#### RAW DATA:
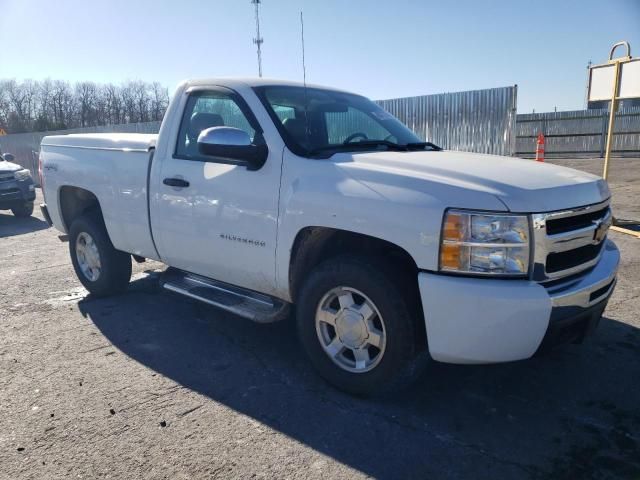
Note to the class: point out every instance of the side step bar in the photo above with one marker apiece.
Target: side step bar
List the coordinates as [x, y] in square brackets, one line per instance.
[245, 303]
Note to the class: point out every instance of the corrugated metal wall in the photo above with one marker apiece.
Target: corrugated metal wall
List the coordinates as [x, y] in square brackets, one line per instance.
[480, 121]
[580, 133]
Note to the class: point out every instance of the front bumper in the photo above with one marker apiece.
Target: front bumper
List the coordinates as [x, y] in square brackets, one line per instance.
[480, 320]
[15, 192]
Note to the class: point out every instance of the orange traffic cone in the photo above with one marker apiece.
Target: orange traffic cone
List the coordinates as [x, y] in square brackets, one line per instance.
[540, 148]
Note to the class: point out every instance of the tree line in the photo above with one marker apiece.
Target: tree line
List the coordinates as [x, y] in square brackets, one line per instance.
[37, 106]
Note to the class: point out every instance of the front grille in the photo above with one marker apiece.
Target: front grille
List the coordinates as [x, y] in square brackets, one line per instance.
[567, 224]
[559, 261]
[567, 243]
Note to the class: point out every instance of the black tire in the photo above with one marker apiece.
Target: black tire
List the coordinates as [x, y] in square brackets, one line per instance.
[402, 361]
[23, 210]
[115, 266]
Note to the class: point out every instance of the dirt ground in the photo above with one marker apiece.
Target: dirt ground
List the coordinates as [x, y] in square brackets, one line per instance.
[151, 385]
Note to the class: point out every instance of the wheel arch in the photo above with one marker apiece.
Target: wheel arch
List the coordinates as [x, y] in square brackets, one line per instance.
[313, 245]
[75, 201]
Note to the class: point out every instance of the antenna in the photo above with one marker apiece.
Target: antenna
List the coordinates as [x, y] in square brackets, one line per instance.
[304, 67]
[304, 82]
[258, 40]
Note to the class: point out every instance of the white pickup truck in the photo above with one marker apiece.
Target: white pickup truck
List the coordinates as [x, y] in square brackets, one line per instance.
[261, 195]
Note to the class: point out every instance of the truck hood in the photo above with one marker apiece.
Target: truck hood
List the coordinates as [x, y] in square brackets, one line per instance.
[521, 185]
[6, 167]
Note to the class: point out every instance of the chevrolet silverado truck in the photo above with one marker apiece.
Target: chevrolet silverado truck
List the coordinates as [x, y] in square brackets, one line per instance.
[264, 195]
[17, 189]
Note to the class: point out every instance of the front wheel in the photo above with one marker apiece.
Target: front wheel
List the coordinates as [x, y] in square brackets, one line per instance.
[356, 328]
[23, 210]
[101, 268]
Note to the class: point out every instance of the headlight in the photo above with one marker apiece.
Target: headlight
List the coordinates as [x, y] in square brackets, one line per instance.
[22, 174]
[485, 244]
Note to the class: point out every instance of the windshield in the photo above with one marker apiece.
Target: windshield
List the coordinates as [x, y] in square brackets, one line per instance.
[318, 122]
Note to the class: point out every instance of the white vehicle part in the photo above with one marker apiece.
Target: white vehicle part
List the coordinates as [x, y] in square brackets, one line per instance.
[481, 320]
[114, 168]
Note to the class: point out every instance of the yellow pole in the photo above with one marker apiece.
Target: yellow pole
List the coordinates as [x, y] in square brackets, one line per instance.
[612, 118]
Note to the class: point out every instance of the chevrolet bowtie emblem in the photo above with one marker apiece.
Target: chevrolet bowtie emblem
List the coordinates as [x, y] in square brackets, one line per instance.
[602, 227]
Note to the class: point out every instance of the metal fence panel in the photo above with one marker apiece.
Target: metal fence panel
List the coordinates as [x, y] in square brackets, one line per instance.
[580, 133]
[481, 121]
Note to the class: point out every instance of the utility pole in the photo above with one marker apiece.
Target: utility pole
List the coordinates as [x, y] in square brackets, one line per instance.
[258, 40]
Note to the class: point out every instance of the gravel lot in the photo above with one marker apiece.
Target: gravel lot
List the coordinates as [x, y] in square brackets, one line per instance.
[151, 385]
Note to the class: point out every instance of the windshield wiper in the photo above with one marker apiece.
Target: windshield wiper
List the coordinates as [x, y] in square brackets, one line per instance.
[368, 144]
[422, 145]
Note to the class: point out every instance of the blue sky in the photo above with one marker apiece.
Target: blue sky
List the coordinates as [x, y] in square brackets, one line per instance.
[381, 49]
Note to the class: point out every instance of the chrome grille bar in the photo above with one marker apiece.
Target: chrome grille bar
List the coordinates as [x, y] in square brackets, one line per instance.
[567, 241]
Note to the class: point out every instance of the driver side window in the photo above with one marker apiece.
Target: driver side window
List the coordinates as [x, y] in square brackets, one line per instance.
[205, 110]
[342, 125]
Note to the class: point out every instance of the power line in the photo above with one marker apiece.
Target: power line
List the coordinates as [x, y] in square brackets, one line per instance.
[258, 40]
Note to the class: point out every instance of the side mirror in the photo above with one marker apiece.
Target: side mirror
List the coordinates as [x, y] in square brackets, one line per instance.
[233, 144]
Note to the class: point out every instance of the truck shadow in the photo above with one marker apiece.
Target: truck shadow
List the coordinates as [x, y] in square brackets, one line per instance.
[11, 225]
[565, 415]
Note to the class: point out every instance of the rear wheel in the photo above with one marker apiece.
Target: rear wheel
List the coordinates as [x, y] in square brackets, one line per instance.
[357, 329]
[101, 268]
[23, 210]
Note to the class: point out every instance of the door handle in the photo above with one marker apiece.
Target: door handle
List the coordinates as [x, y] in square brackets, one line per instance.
[176, 182]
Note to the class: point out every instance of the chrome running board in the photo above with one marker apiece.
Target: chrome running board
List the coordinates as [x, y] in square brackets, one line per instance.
[237, 300]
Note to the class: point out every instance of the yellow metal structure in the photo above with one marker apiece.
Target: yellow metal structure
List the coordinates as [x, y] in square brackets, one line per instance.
[615, 96]
[617, 62]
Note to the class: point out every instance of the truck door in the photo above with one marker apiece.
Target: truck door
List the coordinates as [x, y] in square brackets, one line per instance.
[216, 218]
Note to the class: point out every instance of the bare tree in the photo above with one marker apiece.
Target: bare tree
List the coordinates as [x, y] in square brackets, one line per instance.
[57, 105]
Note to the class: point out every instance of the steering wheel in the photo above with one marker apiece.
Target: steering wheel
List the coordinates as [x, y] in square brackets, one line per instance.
[353, 136]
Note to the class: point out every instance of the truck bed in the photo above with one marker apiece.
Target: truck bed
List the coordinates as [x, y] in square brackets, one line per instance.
[114, 166]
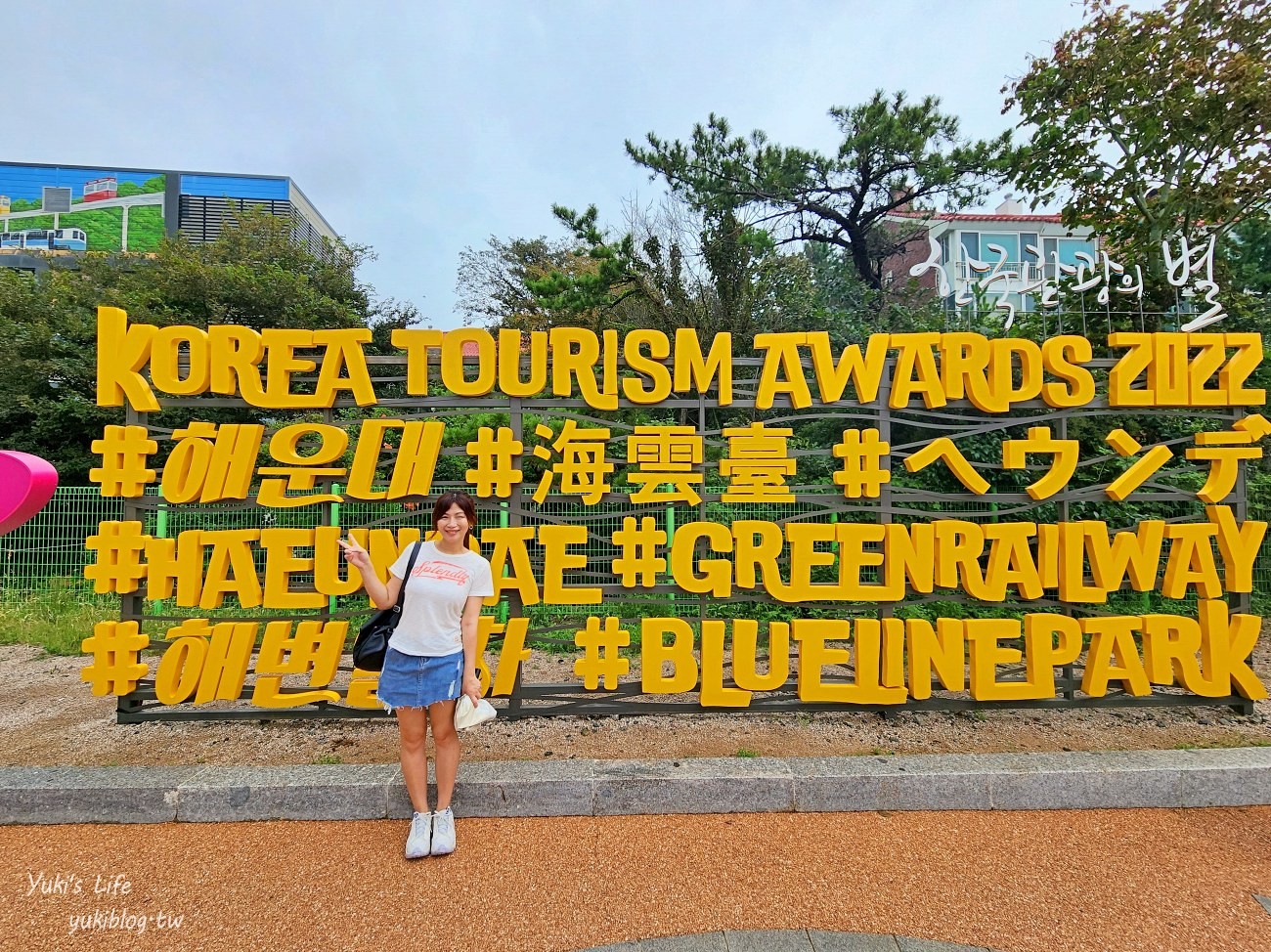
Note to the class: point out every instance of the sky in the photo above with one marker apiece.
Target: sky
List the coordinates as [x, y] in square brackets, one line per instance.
[422, 128]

#### PROBLEM DETAILS:
Rewrite all the entries above with "one marker apiece" changed to "a single marker each" and every other word left as it is. Leave the pictures out of your version.

#### RESPONSE TO THIS EXERCISE:
Note to the class: point out every instance of the side step bar in the photo above with a single marker each.
Target: side step bar
List the coordinates as [x, y] in square brackets, one line per instance.
[245, 303]
Note to the class: point out every instance of the corrugated metal wall in the photo above with a single marker each.
Target: corrugated metal wall
List the coordinates as [x, y] in square brackets, one line per instance.
[480, 121]
[580, 133]
Note to the class: point out every instance of the front bumper in the photo above with a single marker each.
Target: front bumper
List the coordinates as [x, y] in square brackets, one line per instance.
[480, 320]
[15, 192]
Note to the class: point out every instance of the orange traffic cone in the photo above with a single marker each.
Target: orange traffic cone
List the coordinates as [x, y] in square brackets, one line per instance.
[540, 148]
Note to the class: point out every instance of the tree line in the photo above with a single marker each.
Target: tree line
List the coordinates as [x, y] in square brackets, one line per instance.
[37, 106]
Note to the class: point out every instance of the front grille in the photo above with a single marker each.
Target: front grille
List the coordinates as [x, y] in square brackets, one line per instance.
[567, 224]
[559, 261]
[567, 243]
Note to the class: point out every instance of the black tire in the photo above with a single marker each.
Target: black tire
List the coordinates as [x, y] in square brackets, one line per instance.
[402, 361]
[23, 210]
[115, 266]
Note to the class: point out every instance of the dirt ground in the photo above with a single marker each.
Target: dirt ground
List the coordinates as [x, y] in square brackets, one line per instance.
[151, 385]
Note to the class: point out every instance of the wheel arch in the photo above with a single marker each.
Target: wheel arch
List the coordinates as [x, y] in square brackets, one line per instance.
[313, 245]
[75, 201]
Note to the class: point out every instance of the antenna in the photo above with a single marker each.
Target: antenna
List the coordinates as [x, y] in square brackets, one line per instance.
[304, 67]
[304, 82]
[258, 40]
Note to the class: point out every instance of the white pickup truck in the photo above with a single marker each.
Target: white pickup truck
List the coordinates as [x, y] in square brackets, one line per instance.
[261, 195]
Note to the class: point out every instance of the truck hood in the photo above with a single marker each.
Target: truck hood
List the coordinates as [x, y] in square brackets, one line per instance.
[521, 185]
[6, 167]
Note to the class: point out every instance of the chevrolet silverado truck in the photo above with a single marker each.
Target: chevrolet silverado truck
List the coordinates as [x, y] in square brackets, one line per instance.
[264, 195]
[17, 189]
Note to the class: point out every instance of the front wheel in the photo above with a single marker each.
Target: front wheel
List the coordinates as [x, y] in square brackets, one line per instance.
[356, 328]
[23, 210]
[101, 268]
Note to the class: point out every instance of the headlight in the photo above with a single marker each.
Target: headlight
List the coordinates as [x, y] in square brackets, one line per instance.
[22, 174]
[485, 244]
Note to the class: point out every instance of the windshield in the photo above with a single marker each.
Target: windshield
List the coordinates as [x, y] in square brackets, one line per instance.
[318, 122]
Note to the class: point out every instance of the white vehicle part in the photo above with a single marker each.
Target: white vehicle part
List the coordinates as [x, y] in square brackets, one line per instance.
[481, 320]
[114, 168]
Note to the class: point out every instance of the yellow pole in the photo above with a single marker each.
Target: yellow pole
List the coordinates as [x, y] in square brackets, one line per instance.
[612, 118]
Note to the class: point out every instance of the chevrolet bowtie emblem in the photo above with a single marker each.
Target: chevrolet bowtie emblem
List the coordinates as [x, y] in square brackets, one line per instance.
[602, 227]
Note to the class: point out every instance of the metal fence panel in the photo above with a single marker each.
Target: metal fence panel
List the coordinates as [x, y] in square brackets, one line per instance.
[580, 133]
[481, 121]
Note to the class: point out every instance of the utility pole in the photo above with a single marker each.
Target: utility pole
List the coordinates as [x, y] in square brackets, one line per instance.
[258, 40]
Note to the class: point out every instance of the gravel lot in the photo above with a single marker each.
Target: gravel lot
List the coordinates as [x, y] in square brackets, one line per instance.
[151, 385]
Note to the class: point out every instance of the windshield wiper in the photo above with a single marker each.
Target: windshield wiper
List the coordinates as [x, y] in square brackets, one line per instance.
[368, 144]
[422, 145]
Note to the class: point out every instance of the blue sky in the photo above with a single marker each.
Target: blue sky
List the coordinates as [x, y] in square brackets, one line per instance.
[381, 49]
Note to the class: point out every instance of the chrome grille bar in the photo above with a single marker each.
Target: chrome grille bar
List the coordinates as [x, y] in square brackets, one line per instance.
[567, 241]
Note to the class: point out every instance of the driver side window in the photo above with a single marker each.
Target: driver side window
List the coordinates as [x, y] in square brackets, one line per instance.
[205, 110]
[342, 125]
Note to the class: point out every instance of the power line in the photo above with a single marker each.
Target: power line
List the coordinates as [x, y] in square brackets, one line per instance.
[258, 40]
Note to the class: point out every instance of the side mirror in the photo above with a single marker each.
Target: side mirror
List the coordinates as [x, y] in square brackets, one line per instance.
[233, 144]
Note to the class: point out every instance of the truck shadow in the photo above with a single marker each.
Target: truck shadow
List the coordinates as [x, y] in square brackets, one line per instance.
[11, 225]
[565, 415]
Note to the class: point out every instance of the rear wheel in the photo above with a single marker each.
Target: rear wheel
List the coordinates as [x, y] in square brackets, one line per instance.
[357, 329]
[101, 268]
[23, 210]
Note to the class: point out every instance of the door handle in the photo above with a single marker each.
Target: door handle
List the coordinates as [x, y] in square brackets, one line per instance.
[176, 182]
Note to the class: point out every instance of the chrome running board in the photo above with a single marker each.
Target: chrome running board
List the coordinates as [x, y] in square brackets, one line per instance.
[237, 300]
Note to the class: point out every instance of the yellow metal structure in the photo above with a single marker each.
Target: yellow metal structure
List the coordinates as [x, y] in square brackets, one line per instance.
[615, 96]
[617, 62]
Note to the class: point out every instance of the truck door in the photo above with a single marker each.
Target: truck door
List the coordinates as [x, y] in square brackets, one line per instance.
[216, 218]
Note to the class: point out every instance of the bare tree in the photo above with a single marker each.
Target: bare tree
List the coordinates as [x, y] in square brackets, one line per instance.
[57, 105]
Note to the class: point out every instance of the steering wheel in the photo above with a single marker each.
Target: steering wheel
List the coordinates as [x, y] in square brackets, one line per instance.
[353, 136]
Note to the class: point out every instance of the truck bed in the photo above with a single marker each.
Target: truck bed
List the coordinates as [x, y] in square brackets, one line per instance.
[114, 166]
Note to the class: point out every instance of the sky in the photo above with a single marker each.
Target: sky
List the coordinates as [x, y] in square brackets, one line per instance.
[422, 128]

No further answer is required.